■ Written request: Starting with the line containing "Where can the purple" and going on through the line containing "x=295, y=595", rewrite those lines in full, increasing every x and y coordinate in the answers by 127. Leave the pictures out of your answer.

[Rows from an object pointing dataset]
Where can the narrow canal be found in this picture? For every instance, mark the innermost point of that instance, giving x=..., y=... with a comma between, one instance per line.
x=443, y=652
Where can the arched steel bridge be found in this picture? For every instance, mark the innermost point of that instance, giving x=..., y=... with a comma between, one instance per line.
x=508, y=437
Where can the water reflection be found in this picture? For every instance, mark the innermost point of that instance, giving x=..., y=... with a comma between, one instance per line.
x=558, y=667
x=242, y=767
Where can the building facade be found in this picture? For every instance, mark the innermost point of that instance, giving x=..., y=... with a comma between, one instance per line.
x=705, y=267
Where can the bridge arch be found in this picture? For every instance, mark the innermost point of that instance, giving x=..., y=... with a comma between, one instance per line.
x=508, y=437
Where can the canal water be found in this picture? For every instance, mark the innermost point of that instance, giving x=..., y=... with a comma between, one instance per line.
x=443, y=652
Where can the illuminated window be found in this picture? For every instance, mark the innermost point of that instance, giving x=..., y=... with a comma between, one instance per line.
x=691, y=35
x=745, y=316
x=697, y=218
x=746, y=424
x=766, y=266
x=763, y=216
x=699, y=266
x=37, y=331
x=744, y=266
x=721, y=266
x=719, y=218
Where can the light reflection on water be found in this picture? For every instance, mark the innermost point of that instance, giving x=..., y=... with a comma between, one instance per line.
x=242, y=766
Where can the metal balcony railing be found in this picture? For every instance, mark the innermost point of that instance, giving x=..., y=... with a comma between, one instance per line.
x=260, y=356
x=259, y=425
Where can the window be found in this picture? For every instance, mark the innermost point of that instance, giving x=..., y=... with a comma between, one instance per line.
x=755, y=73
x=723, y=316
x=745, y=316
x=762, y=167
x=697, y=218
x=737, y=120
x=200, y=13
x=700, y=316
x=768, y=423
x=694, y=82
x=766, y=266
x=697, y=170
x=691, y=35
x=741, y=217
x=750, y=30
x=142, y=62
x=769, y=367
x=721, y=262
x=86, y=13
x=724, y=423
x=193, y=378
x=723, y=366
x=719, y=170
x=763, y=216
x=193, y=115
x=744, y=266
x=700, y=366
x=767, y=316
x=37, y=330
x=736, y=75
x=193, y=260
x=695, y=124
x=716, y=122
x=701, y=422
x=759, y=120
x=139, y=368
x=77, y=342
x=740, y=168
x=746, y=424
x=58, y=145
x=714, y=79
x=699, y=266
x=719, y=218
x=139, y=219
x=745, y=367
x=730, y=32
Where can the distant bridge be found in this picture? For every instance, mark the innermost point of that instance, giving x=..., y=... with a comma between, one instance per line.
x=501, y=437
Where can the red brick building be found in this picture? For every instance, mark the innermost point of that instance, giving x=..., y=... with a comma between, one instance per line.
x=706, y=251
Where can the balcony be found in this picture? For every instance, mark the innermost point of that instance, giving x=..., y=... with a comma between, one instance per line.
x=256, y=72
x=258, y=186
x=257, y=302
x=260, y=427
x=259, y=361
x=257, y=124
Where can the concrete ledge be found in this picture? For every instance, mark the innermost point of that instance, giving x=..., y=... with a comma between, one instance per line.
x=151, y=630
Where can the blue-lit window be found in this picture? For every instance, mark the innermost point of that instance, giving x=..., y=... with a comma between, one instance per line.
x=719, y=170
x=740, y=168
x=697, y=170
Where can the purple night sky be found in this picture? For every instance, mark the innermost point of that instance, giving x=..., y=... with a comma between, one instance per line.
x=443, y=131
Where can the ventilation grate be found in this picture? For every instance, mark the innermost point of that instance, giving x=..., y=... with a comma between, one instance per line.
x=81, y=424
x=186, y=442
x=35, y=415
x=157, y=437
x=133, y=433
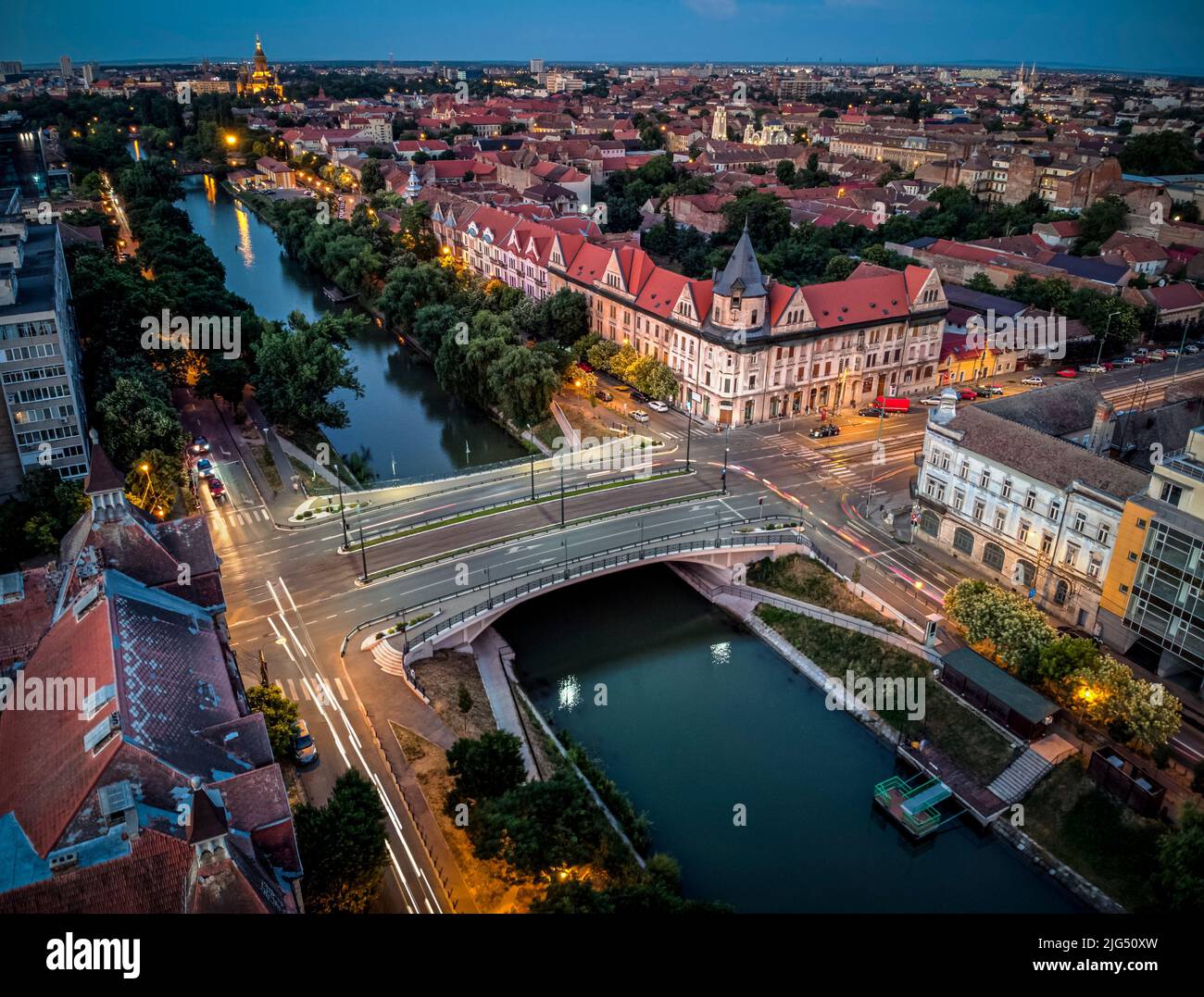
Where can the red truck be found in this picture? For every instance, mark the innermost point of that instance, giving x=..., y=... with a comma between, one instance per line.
x=892, y=405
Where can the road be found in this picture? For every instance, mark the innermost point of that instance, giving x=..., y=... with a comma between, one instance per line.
x=295, y=595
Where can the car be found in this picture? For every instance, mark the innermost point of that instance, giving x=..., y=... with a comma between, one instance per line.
x=305, y=752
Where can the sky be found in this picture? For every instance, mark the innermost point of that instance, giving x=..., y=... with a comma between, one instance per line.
x=1118, y=34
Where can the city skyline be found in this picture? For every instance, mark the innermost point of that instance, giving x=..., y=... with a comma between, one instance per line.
x=691, y=31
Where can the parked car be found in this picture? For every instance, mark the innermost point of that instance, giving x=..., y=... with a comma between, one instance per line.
x=305, y=752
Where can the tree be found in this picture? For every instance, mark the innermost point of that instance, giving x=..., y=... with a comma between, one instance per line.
x=464, y=704
x=488, y=766
x=300, y=364
x=342, y=847
x=280, y=714
x=1180, y=878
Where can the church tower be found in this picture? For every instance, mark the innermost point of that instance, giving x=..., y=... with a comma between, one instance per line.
x=719, y=125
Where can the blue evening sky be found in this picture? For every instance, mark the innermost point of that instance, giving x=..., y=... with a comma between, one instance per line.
x=1120, y=34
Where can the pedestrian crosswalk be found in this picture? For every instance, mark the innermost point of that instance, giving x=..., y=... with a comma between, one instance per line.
x=308, y=692
x=241, y=517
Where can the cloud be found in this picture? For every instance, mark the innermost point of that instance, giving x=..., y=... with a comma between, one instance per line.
x=711, y=7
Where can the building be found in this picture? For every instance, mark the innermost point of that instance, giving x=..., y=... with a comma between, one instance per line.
x=147, y=787
x=1018, y=491
x=260, y=79
x=44, y=423
x=743, y=347
x=1152, y=605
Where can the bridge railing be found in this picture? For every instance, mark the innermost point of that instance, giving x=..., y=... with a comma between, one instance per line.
x=578, y=567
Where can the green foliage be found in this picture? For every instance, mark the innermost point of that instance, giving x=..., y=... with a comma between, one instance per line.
x=280, y=714
x=300, y=363
x=342, y=847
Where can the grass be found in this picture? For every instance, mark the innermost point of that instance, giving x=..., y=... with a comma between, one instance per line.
x=1095, y=835
x=808, y=580
x=982, y=752
x=264, y=459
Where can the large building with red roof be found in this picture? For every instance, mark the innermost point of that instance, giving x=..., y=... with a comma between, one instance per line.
x=145, y=785
x=745, y=347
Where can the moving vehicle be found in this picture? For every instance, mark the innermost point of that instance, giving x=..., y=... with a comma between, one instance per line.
x=305, y=752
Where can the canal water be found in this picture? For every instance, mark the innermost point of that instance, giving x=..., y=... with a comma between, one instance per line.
x=408, y=425
x=702, y=717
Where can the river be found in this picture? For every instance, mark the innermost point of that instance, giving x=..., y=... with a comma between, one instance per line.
x=408, y=425
x=702, y=717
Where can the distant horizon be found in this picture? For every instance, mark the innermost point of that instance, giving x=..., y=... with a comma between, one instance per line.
x=193, y=60
x=1106, y=36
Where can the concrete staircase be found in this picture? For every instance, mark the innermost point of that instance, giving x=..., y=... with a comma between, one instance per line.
x=1020, y=777
x=389, y=659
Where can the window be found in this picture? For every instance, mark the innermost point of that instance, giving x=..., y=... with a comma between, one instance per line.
x=992, y=556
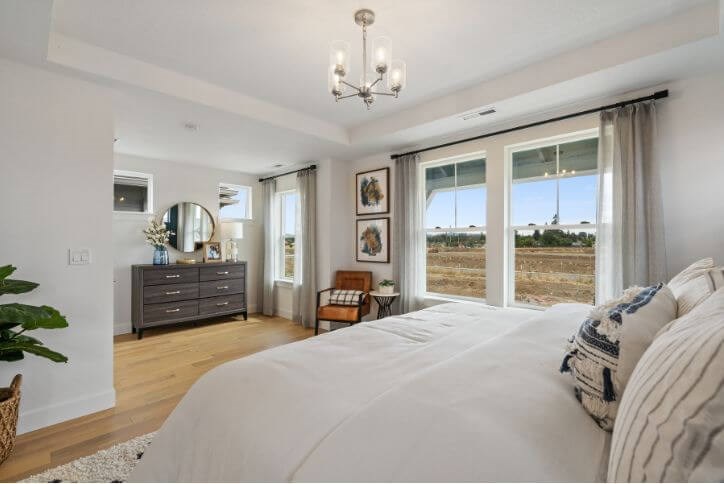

■ Response for this exercise:
Where can the purple night sky be found in this picture? For every instance, mark the innermost point of that instance, giving x=..., y=... with a comma between, one instance per line.
x=570, y=258
Where can the ventilation grate be found in this picture? For every instance, mark the innermost point of that instance, giving x=..., y=... with a comma between, one instance per line.
x=208, y=551
x=313, y=569
x=162, y=542
x=284, y=564
x=260, y=560
Where can the red truck be found in this picture? For every instance, mark the innermost point of that instance, giving x=..., y=... with a comma between, one instance per line.
x=1019, y=532
Where can the road be found in this picture? For every instance, mark the innermost point of that instance, giving x=..., y=... with a comma between, one instance per line.
x=422, y=722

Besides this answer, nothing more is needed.